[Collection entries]

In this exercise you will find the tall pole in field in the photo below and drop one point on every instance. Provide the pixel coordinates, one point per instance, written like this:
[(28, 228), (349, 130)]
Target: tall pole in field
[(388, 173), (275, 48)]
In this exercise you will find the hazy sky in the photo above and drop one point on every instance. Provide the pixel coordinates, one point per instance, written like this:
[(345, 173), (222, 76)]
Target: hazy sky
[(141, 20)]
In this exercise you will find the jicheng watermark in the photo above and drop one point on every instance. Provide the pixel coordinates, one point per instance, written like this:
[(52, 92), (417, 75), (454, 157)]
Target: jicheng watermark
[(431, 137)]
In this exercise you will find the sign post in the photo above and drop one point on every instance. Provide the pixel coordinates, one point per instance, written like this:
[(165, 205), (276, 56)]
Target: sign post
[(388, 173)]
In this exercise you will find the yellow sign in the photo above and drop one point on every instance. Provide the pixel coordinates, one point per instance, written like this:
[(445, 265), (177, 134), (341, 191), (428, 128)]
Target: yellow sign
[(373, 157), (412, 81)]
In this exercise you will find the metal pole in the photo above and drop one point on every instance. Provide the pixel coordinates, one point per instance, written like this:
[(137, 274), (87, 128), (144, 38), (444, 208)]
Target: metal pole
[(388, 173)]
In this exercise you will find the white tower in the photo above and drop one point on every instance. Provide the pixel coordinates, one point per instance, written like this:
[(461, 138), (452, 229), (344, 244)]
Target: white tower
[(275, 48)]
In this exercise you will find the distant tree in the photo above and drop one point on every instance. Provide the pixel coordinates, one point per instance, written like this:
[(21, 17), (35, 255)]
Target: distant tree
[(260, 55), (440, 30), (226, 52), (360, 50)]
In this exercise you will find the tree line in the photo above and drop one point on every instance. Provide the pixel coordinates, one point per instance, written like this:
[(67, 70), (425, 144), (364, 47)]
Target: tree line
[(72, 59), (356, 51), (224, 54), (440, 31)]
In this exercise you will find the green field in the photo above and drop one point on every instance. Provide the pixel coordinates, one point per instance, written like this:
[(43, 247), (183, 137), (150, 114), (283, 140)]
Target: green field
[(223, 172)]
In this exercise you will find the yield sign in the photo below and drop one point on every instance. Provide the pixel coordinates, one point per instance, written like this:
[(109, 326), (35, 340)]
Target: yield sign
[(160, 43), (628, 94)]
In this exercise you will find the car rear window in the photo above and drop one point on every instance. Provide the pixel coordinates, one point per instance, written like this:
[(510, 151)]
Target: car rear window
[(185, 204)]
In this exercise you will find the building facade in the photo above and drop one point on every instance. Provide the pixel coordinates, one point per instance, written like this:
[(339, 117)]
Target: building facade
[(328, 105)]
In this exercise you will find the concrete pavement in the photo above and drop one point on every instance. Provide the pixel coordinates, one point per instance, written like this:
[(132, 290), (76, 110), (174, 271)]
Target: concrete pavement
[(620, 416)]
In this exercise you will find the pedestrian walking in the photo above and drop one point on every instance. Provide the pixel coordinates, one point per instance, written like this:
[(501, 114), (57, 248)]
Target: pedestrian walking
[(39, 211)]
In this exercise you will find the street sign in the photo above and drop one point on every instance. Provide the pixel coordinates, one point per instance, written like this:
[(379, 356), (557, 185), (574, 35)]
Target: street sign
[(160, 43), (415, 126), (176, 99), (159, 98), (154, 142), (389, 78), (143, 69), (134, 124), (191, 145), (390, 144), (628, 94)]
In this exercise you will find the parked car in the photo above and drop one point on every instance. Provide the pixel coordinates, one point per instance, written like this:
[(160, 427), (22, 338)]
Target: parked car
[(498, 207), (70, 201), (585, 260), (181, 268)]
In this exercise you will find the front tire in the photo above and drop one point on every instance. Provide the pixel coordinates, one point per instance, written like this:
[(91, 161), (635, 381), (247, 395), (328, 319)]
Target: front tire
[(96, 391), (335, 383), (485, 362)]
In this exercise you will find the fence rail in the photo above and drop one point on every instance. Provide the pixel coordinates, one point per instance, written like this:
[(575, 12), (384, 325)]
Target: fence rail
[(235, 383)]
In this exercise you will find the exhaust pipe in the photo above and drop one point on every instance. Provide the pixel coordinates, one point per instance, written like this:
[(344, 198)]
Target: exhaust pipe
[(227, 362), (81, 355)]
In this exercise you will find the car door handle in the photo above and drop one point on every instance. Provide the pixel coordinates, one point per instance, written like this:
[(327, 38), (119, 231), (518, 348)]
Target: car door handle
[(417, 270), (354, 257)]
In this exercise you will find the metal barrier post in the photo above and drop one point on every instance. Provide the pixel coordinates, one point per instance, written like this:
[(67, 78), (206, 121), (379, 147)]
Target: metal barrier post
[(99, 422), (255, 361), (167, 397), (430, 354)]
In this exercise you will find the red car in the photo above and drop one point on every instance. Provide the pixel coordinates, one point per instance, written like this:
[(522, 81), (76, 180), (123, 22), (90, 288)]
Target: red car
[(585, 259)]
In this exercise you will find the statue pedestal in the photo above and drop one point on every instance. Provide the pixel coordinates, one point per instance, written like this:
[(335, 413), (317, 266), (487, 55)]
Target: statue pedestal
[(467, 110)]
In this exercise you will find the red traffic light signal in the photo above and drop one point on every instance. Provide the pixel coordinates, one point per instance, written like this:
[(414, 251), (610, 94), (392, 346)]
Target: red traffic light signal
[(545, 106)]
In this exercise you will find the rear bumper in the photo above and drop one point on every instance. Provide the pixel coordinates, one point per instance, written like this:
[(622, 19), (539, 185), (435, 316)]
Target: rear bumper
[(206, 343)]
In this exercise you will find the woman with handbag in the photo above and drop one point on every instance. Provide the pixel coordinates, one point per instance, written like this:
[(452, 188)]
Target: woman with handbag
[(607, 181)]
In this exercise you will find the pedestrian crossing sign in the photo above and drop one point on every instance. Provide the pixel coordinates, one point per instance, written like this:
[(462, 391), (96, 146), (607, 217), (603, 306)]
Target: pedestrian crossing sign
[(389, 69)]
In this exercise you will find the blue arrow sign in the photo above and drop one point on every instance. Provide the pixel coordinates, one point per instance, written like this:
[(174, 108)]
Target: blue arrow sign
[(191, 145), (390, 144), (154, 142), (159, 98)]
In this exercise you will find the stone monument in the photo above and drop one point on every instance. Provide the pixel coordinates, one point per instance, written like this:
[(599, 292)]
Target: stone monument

• [What you have to do]
Print, from the entries above, the line with "Target: yellow sign", the line with "In this exercise you will find the white" and all lines between them, exactly and with nothing else.

• [Completed exercise]
Target: yellow sign
[(373, 157), (412, 81)]
In this exercise you will find the metal pole in the photo above and drop one point on every instance. Provide the pixel coordinates, one point per instance, written like this:
[(137, 274), (87, 128), (144, 38), (444, 208)]
Target: metal pole
[(388, 173)]
In this exercise you will find the white tower in the photo above and drop one point on every instance. Provide the pixel coordinates, one point per instance, written like this:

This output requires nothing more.